Si sente sempre dire che l'allevamento contribuisce in maniera consistente al cambiamento climatico ma Nadia El-Hage Scialabba, esperta sistemi alimentari sostenibili, afferma in una sua recente pubblicazione che “l’ambiente non si potrà salvare senza il bestiame”. Di questa rivoluzione copernicana ne abbiamo parlato direttamente con lei.
Come è giunta a questa conclusione?
Quando lavoravo alla Fao avevo osservato come l'elemento animale produceva o disastri o benefici per l'ambiente. Si andava da un estremo all'altro ma, comunque, era sempre l’elemento determinante della sostenibilità di un sistema. I grandi erbivori importanti per il ciclo dei nutrienti e la fertilità del suolo ci sono sempre stati, in tutte le ere geologiche e il problema non è l'animale ma come lo gestiamo. Ridurre gli animali soltanto a merce oppure affermare che il cambiamento climatico sia causato dalle loro emissioni è riduttivo. Eliminare il bestiame perché non siamo in grado di gestirlo sarebbe un errore molto grave.
Dal punto di vista ambientale, poi, mangiare pollame o suini è molto peggio che mangiare una buona bistecca di bovino. Gli animali monogastrici allevati oggi sono nutriti essenzialmente con mangime: ad esempio il 68% del mais prodotto nel mondo è utilizzato come mangime per il pollame. Questi allevamenti, prevalentemente intensivi, sono anche dannosi per la nostra salute, visto la loro capacità di essere potenziali ospiti intermediari per la generazione di virus dell’influenza pandemica aviaria e suina. Approfondendo sono giunta alla conclusione che l’allevamento al pascolo a livello mondiale porterebbe a incredibili benefici per il nostro ecosistema.

_Righe fornite_:
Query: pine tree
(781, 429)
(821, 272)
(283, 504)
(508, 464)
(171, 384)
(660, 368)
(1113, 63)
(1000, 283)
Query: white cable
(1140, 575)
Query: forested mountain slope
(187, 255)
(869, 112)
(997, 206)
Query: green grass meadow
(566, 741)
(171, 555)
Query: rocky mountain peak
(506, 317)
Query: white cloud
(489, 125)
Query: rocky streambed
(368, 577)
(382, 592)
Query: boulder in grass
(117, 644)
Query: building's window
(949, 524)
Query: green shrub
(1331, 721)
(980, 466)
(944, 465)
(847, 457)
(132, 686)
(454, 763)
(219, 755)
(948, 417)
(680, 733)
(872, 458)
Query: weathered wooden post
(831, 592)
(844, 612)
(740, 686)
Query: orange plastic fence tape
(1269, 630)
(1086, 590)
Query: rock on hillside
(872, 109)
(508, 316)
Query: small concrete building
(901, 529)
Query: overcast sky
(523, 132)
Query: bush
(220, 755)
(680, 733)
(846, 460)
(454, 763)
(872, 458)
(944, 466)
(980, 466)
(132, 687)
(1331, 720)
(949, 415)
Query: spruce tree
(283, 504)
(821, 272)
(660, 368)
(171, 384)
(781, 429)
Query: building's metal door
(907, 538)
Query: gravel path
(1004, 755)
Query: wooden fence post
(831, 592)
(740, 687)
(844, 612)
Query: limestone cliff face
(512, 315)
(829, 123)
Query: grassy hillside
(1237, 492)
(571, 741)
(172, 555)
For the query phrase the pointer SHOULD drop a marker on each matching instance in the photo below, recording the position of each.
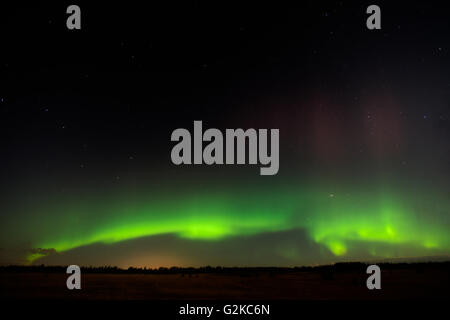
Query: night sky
(86, 118)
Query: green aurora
(383, 222)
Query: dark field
(404, 281)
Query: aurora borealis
(363, 119)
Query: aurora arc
(336, 221)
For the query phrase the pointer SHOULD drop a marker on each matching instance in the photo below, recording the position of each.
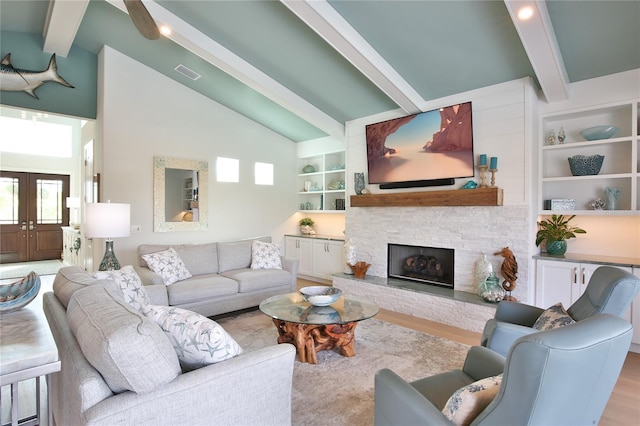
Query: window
(227, 170)
(264, 174)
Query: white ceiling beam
(539, 41)
(61, 26)
(211, 51)
(336, 31)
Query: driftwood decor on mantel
(454, 197)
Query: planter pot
(556, 248)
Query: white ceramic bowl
(320, 295)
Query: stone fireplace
(428, 265)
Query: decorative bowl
(320, 295)
(19, 294)
(585, 165)
(599, 132)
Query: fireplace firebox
(429, 265)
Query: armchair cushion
(554, 317)
(168, 265)
(469, 401)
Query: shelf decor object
(108, 220)
(585, 165)
(599, 132)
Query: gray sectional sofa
(222, 280)
(118, 367)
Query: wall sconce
(108, 220)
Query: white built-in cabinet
(321, 182)
(319, 257)
(565, 281)
(620, 169)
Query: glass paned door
(31, 215)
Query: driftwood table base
(311, 338)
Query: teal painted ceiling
(295, 79)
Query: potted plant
(305, 225)
(555, 232)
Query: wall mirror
(180, 194)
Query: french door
(32, 212)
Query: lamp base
(109, 261)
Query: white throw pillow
(553, 317)
(168, 265)
(197, 340)
(129, 282)
(265, 256)
(467, 402)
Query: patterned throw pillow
(554, 317)
(130, 284)
(197, 340)
(168, 265)
(265, 256)
(467, 402)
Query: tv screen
(429, 145)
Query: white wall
(143, 113)
(503, 118)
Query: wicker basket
(585, 165)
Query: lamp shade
(107, 220)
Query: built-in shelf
(455, 197)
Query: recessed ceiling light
(525, 13)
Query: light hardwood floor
(623, 407)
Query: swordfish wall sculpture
(18, 80)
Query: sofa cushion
(265, 256)
(197, 340)
(553, 317)
(236, 254)
(129, 350)
(258, 279)
(168, 265)
(201, 287)
(70, 279)
(129, 283)
(467, 402)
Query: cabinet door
(556, 282)
(327, 258)
(300, 249)
(634, 312)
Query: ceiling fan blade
(142, 19)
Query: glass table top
(293, 308)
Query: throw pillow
(265, 256)
(197, 340)
(467, 402)
(554, 317)
(168, 265)
(129, 282)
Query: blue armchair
(610, 291)
(557, 377)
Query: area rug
(19, 270)
(339, 390)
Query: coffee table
(316, 328)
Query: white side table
(27, 351)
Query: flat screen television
(431, 146)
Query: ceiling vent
(187, 72)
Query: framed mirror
(180, 194)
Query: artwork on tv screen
(429, 145)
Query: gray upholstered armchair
(610, 291)
(557, 377)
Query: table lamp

_Compito 1_: Secondo l'intervista sull'allevamento, quale percentuale del mais prodotto nel mondo serve come mangime per il pollame?
_Compito 2_: Indica se ciascuna affermazione concorda con l'intervista sull'allevamento, rispondendo sì o no e citando le parole decisive del testo: (a) Nadia El-Hage Scialabba ha lavorato alla Fao; (b) secondo l'esperta il problema è l'animale in sé; (c) per l'esperta mangiare pollame è meglio per l'ambiente che mangiare carne bovina.
_Compito 3_: Prosegui l'intervista sull'allevamento dopo la sua ultima frase.

_Risposta 1_: Il 68%.

_Risposta 2_:
(a) Sì: «Quando lavoravo alla Fao».
(b) No: «il problema non è l'animale ma come lo gestiamo».
(c) No: «mangiare pollame o suini è molto peggio che mangiare una buona bistecca di bovino».

_Risposta 3_:
Lei mette in evidenza come contabilizzazioni unilaterali delle emissioni di gas serra portino a conclusioni errate. Ci può spiegare meglio?
Quando si parla di emissioni si contabilizza il carbonio che il bestiame emette direttamente (numero di carbonio per chilogrammo di animale). Non vengono conteggiate le emissioni che si producono per produrre il mangime coltivato con pesticidi, le emissioni prodotte dalla deforestazione per lasciare spazio all’allevamento o le colture di cereali destinati a mangime. Non vengono conteggiati neppure l'assorbimento di carbonio delle praterie, né l’effetto cumulativo sul ciclo globale di azoto. Parlo di 3,4 miliardi di ettari di praterie permanenti che occupano il 70% della superfice agricola mondiale. In queste terre bisogna lasciare gli animali brucare l'erba. Infatti i ruminanti creano un circolo virtuoso nelle praterie per l'assorbimento di carbonio nel suolo. Recenti studi dimostrano che l’allevamento in pascoli del bestiame aiuta a confiscare più carbonio di quanto ne venga emesso. Questo ribalta la credenza relativa all’impatto negativo sull’ambiente del bestiame.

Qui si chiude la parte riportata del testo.